____ DOCUMENT EXCERPT

I agree. I'm planning some more radical things with my engine (heads, cam, possibly water injection) and it's best to have an entire palette of options available to tinker with. I see myself converting over to SD in the future but I'm not ready just yet. I still have a lot to learn about the way the ECM operates and I'd like to learn on what I have before I go making changes. The only thing about SD that I'm leery about is the two methods of conversion -- repin a 730 or use a 165 with 808 code. It seems the 808 way is easier but the 730 offers more flexibility.

 

Regarding the value of 223, that term (value) is used as the lookup argument. IOW it is used to properly locate where in the table the mass air flow value is retrieved from. The value 223 when used for the lookup puts the table position very close to the 8th row. So even with the interpolation the result ends up being the 237 from that row.

________
____ DATA FOR REVIEW

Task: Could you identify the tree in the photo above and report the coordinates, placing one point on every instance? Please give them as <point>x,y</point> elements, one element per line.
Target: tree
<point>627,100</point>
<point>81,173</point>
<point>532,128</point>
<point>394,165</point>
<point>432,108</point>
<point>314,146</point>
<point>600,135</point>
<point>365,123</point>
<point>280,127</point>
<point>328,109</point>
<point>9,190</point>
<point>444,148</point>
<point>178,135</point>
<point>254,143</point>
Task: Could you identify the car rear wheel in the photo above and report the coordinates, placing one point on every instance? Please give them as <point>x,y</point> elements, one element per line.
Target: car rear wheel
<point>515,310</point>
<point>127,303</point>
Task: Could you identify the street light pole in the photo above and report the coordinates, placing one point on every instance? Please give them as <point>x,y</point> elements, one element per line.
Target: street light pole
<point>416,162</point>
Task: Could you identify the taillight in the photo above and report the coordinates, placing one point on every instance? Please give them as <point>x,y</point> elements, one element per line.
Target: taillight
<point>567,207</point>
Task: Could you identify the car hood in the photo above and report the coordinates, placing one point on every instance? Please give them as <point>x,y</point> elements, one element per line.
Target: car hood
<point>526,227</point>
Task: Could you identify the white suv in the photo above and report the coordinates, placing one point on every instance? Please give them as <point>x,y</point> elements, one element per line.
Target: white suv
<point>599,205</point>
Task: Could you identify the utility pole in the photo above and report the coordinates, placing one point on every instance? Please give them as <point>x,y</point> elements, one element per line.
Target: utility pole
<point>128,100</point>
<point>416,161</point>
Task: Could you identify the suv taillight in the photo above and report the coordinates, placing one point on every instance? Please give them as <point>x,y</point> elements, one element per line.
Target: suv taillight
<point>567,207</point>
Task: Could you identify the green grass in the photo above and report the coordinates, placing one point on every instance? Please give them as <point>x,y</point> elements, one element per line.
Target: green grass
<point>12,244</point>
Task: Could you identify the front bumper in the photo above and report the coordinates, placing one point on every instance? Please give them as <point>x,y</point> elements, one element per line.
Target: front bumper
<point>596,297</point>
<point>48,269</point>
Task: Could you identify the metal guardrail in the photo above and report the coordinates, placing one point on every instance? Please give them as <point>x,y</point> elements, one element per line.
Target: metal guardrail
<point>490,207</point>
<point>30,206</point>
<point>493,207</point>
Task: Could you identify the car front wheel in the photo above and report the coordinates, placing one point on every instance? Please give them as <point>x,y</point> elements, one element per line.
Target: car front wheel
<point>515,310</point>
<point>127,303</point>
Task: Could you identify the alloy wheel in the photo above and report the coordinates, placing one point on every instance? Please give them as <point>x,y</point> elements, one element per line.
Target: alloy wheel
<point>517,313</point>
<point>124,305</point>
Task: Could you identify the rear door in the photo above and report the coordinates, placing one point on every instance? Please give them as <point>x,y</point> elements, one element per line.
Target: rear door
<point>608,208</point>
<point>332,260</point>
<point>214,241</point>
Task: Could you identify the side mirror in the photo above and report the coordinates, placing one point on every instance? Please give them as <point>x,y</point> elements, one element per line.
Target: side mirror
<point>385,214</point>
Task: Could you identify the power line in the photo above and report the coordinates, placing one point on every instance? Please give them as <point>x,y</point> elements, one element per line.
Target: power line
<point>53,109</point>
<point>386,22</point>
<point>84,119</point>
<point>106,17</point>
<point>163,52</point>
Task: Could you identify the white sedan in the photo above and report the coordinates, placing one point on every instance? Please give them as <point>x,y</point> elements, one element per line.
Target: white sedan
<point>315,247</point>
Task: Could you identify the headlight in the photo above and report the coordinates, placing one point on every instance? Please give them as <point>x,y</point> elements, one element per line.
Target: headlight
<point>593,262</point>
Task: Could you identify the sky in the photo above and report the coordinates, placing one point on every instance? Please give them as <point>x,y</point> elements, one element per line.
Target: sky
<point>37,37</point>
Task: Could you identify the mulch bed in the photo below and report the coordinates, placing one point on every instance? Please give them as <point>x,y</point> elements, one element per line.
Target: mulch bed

________

Continue the forum thread on ECM tuning and the mass air flow table lookup, starting right after its final sentence.

If the lookup arg had located the position to be between two rows, then the interpolation would return a value that was between the values of those two rows.

Yes, by reading the hac. Although I am reading the code not the comments.

RBob.

 

what if we change the term to correct for the upper boundry error that the interpolation cuases. i can imagine that they picked that so they would be a tad more rich tne lean ??. any thoughts on that one ?also the $6e idle Iac feature are worthless so are alot of the later idle feature. good fuel and spark timing at idle wont even require them once the iac tables and values are properly adjusted. theres also one thing in the $32b code that theres not in the $6e,room. room for addition etc that could make it better. only problem is that im not fluent enough in assm to make any changes.

 

I assume you've read the various posts on Assembly Language programming. The best I can suggest is to "work" with the code making your own documented version. If you get stumped as to the meaning, just post it and someone (most likely RBob) will be glad to help you.

 

well im still comming to grips with the actuall way the codes works and how the math work inside of it all. sonner or later ill get it all sorted out. but its alot to digest working fulltime and this is a hobby.

 

RBob, could you explain that lookup argument again? I still don't understand why it's going for a number that's farther away than closer. Or, does it just go for the next higher number?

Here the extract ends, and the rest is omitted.